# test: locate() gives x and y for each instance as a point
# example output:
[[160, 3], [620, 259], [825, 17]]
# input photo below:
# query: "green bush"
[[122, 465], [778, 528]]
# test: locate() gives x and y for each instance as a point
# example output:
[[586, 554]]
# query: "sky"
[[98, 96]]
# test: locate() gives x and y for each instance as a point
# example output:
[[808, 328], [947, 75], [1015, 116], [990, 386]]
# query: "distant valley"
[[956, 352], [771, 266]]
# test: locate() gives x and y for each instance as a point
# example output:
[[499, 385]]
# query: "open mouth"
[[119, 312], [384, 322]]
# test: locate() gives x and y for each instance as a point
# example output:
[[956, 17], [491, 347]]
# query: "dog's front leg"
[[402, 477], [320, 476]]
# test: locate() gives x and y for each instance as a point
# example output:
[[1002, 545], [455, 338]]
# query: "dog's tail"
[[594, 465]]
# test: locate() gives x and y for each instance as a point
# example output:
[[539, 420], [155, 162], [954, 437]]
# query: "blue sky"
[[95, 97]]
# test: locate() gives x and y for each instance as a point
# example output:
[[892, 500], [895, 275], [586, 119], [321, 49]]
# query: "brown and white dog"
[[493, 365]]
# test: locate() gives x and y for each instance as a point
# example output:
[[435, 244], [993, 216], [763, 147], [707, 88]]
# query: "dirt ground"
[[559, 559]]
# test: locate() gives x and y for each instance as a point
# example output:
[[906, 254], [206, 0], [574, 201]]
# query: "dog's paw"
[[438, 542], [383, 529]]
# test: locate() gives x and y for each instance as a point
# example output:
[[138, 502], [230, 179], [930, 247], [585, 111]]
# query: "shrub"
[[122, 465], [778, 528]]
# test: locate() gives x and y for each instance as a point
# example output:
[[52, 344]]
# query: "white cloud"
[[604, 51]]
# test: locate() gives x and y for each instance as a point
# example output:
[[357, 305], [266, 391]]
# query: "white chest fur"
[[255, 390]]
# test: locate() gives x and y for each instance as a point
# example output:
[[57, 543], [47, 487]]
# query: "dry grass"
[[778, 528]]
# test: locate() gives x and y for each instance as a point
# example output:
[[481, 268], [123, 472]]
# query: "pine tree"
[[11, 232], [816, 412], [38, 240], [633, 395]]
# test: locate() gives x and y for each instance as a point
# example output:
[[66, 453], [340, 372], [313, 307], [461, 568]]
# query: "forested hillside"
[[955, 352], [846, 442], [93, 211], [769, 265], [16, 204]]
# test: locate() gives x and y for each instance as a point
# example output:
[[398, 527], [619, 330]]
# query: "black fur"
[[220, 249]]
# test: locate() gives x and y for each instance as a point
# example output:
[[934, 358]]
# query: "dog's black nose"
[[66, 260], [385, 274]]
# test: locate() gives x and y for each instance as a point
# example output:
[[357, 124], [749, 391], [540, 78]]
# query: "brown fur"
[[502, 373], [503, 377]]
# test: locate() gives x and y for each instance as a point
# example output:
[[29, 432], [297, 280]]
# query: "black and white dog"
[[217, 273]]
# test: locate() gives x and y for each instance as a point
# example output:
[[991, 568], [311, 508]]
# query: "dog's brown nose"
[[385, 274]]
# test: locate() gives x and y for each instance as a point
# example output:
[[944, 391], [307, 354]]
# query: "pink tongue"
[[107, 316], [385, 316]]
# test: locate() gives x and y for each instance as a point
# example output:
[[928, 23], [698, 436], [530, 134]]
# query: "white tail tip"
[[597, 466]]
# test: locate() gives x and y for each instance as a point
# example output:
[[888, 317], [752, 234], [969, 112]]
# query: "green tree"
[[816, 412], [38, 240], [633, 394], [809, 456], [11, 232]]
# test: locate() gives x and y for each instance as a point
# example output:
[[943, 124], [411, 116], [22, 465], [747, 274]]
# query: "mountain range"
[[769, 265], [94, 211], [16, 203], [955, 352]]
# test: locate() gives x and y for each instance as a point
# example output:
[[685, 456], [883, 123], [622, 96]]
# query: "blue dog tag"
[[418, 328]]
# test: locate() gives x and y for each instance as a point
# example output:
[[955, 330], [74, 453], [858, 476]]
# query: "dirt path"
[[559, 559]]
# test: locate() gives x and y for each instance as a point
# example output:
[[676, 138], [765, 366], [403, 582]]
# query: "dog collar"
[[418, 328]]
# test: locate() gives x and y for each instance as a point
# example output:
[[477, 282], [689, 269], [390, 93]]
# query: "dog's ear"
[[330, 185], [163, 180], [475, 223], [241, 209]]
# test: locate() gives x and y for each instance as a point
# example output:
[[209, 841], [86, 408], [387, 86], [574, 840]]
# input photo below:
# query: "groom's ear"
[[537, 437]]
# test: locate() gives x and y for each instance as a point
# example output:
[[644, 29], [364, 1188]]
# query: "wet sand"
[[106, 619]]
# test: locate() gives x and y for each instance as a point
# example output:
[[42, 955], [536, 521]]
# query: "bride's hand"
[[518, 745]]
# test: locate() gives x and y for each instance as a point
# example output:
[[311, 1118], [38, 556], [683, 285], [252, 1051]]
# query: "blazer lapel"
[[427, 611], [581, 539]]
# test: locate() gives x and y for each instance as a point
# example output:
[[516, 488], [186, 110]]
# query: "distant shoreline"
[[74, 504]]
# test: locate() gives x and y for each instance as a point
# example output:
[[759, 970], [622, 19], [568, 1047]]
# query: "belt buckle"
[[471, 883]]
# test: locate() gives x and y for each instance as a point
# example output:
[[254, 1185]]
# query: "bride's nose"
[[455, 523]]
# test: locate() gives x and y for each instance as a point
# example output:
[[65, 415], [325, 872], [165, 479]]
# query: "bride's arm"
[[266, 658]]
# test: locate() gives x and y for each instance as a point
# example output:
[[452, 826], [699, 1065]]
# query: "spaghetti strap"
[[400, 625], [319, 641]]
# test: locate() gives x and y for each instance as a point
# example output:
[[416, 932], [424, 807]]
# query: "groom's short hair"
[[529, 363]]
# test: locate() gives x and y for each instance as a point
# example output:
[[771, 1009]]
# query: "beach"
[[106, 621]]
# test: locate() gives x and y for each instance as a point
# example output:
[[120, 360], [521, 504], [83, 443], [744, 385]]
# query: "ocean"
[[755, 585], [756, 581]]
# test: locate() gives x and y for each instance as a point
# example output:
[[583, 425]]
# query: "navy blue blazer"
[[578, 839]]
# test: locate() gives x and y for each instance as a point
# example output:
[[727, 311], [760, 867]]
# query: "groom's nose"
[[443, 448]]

__About this task__.
Word for word, copy out all the data given above.

__Solution below__.
# test: locate() gives x and y for each instance as a point
# example output:
[[160, 3], [620, 259], [825, 17]]
# input photo below:
# query: "green bush"
[[122, 465], [778, 528]]
# test: locate() gives x and y for each instance as a point
# example output:
[[586, 554]]
# query: "sky"
[[98, 96]]
# test: locate() gives x and y for each instance as a point
# example output:
[[808, 328], [947, 75], [1015, 116], [990, 386]]
# query: "distant valley"
[[956, 352], [771, 266]]
# test: locate() gives x and y for each instance as a point
# example output:
[[499, 385]]
# query: "open mouth"
[[119, 312], [384, 322]]
# test: locate() gives x and y for each instance as a point
# example output:
[[956, 17], [491, 347]]
# query: "dog's front leg"
[[402, 477], [320, 476]]
# test: locate() gives x and y for each instance as a point
# example output:
[[1002, 545], [455, 338]]
# query: "dog's tail"
[[594, 465]]
# test: locate() gives x and y for each instance as a point
# example output:
[[539, 420], [155, 162], [954, 437]]
# query: "blue sky"
[[95, 97]]
# test: locate() gives x and y for each instance as a point
# example output:
[[892, 500], [895, 275], [586, 119], [321, 49]]
# query: "brown and white dog"
[[493, 365]]
# test: locate() gives x and y for each instance as a point
# example output:
[[435, 244], [993, 216], [763, 147], [707, 88]]
# query: "dirt ground"
[[559, 559]]
# test: locate() gives x and y for each instance as a point
# example output:
[[906, 254], [206, 0], [574, 201]]
# query: "dog's paw"
[[438, 542], [383, 529]]
# test: locate() gives x and y for each instance as a point
# example output:
[[138, 502], [230, 179], [930, 247], [585, 111]]
# query: "shrub"
[[122, 465], [778, 528]]
# test: locate() gives x and y for each instance as a point
# example output:
[[52, 344]]
# query: "white cloud"
[[604, 51]]
# test: locate() gives x and y for each instance as a point
# example output:
[[357, 305], [266, 391]]
# query: "white chest fur"
[[255, 390]]
# test: locate() gives x and y for each instance as a point
# example output:
[[57, 543], [47, 487]]
# query: "dry grass"
[[778, 528]]
# test: locate() gives x and y for each instance as a point
# example output:
[[481, 268], [123, 472]]
# query: "pine tree"
[[11, 232], [816, 412], [38, 240], [633, 395]]
# test: locate() gives x and y for each instance as a point
# example output:
[[66, 453], [340, 372], [313, 307], [461, 568]]
# query: "forested hillside"
[[955, 352], [846, 442], [93, 211], [769, 265], [16, 204]]
# test: locate() gives x and y for each instance as a point
# example output:
[[398, 527], [619, 330]]
# query: "black fur"
[[220, 249]]
# test: locate() gives x and y for each instance as a point
# example output:
[[934, 358]]
# query: "dog's black nose"
[[66, 260], [385, 274]]
# test: locate() gives x and y for each instance as a point
# example output:
[[357, 124], [749, 391], [540, 78]]
# query: "brown fur"
[[502, 373], [503, 377]]
# test: locate() gives x and y for each instance as a point
# example output:
[[29, 432], [297, 280]]
# query: "black and white dog"
[[217, 273]]
# test: locate() gives x and y for each instance as a point
# example output:
[[991, 568], [311, 508]]
# query: "dog's brown nose"
[[385, 274]]
# test: locate() gives x and y for each instance as a point
# example output:
[[944, 391], [307, 354]]
# query: "pink tongue"
[[107, 316], [385, 316]]
# test: locate() gives x and y for each instance as a point
# example output:
[[928, 23], [698, 436], [530, 134]]
# query: "white tail tip"
[[597, 466]]
# test: locate() gives x and y for each instance as a point
# example output:
[[888, 317], [752, 234], [969, 112]]
# query: "green tree"
[[816, 412], [38, 240], [633, 394], [809, 456], [11, 232]]
# test: locate() gives x and y for each instance as a point
# example output:
[[943, 124], [411, 116], [22, 465], [747, 274]]
# query: "mountain range"
[[769, 265], [94, 211], [16, 203], [955, 352]]
# test: locate() gives x and y for each instance as a point
# example output:
[[685, 456], [883, 123], [622, 96]]
# query: "blue dog tag"
[[418, 328]]
# test: locate() gives x and y for each instance as a point
# example output:
[[955, 330], [74, 453], [858, 476]]
# query: "dirt path"
[[559, 559]]
# test: locate() gives x and y for each instance as a point
# example output:
[[676, 138], [765, 366], [403, 582]]
# query: "dog collar"
[[418, 328]]
# test: locate() gives x and y for each instance as a point
# example output:
[[477, 282], [689, 269], [390, 93]]
# query: "dog's ear"
[[330, 185], [163, 180], [475, 223], [241, 209]]
# test: locate() gives x and y for each instance as a point
# example output:
[[209, 841], [86, 408], [387, 86], [574, 840]]
# input photo below:
# query: "groom's ear"
[[537, 437]]
# test: locate() gives x and y for each instance as a point
# example output:
[[644, 29], [364, 1188]]
# query: "wet sand"
[[106, 619]]
# test: locate() gives x and y for each instance as a point
# example output:
[[42, 955], [536, 521]]
# query: "bride's hand"
[[518, 745]]
# test: locate() gives x and y for each instance as a point
# example output:
[[311, 1118], [38, 556], [683, 285], [252, 1051]]
# query: "blazer lapel"
[[427, 611], [581, 539]]
# test: locate() gives x and y for each instance as a point
# example output:
[[516, 488], [186, 110]]
# query: "distant shoreline"
[[74, 504]]
# test: locate() gives x and y for each instance as a point
# example output:
[[759, 970], [622, 19], [568, 1047]]
# query: "belt buckle"
[[471, 883]]
# test: locate() gives x and y for each instance as a point
# example output:
[[254, 1185]]
# query: "bride's nose"
[[455, 523]]
# test: locate() gives x and y for each instance as a point
# example output:
[[65, 415], [325, 872], [165, 479]]
# query: "bride's arm"
[[266, 658]]
# test: locate() gives x and y for each instance as a point
# example output:
[[452, 826], [699, 1065]]
# query: "spaghetti strap"
[[400, 625], [319, 641]]
# test: locate() gives x and y for each instance as a point
# example output:
[[416, 932], [424, 807]]
# query: "groom's short hair"
[[529, 363]]
# test: locate() gives x and y for each instance as a point
# example output:
[[771, 1009]]
# query: "beach"
[[106, 621]]
# test: locate() gives x and y for each instance as a point
# example output:
[[120, 360], [521, 504], [83, 443], [744, 385]]
# query: "ocean"
[[755, 585], [756, 581]]
# test: locate() gives x and y for each instance as a point
# example output:
[[583, 425]]
# query: "navy blue blazer"
[[578, 839]]
# test: locate() gives x and y for each instance as a point
# example output:
[[727, 311], [760, 867]]
# query: "groom's nose"
[[443, 448]]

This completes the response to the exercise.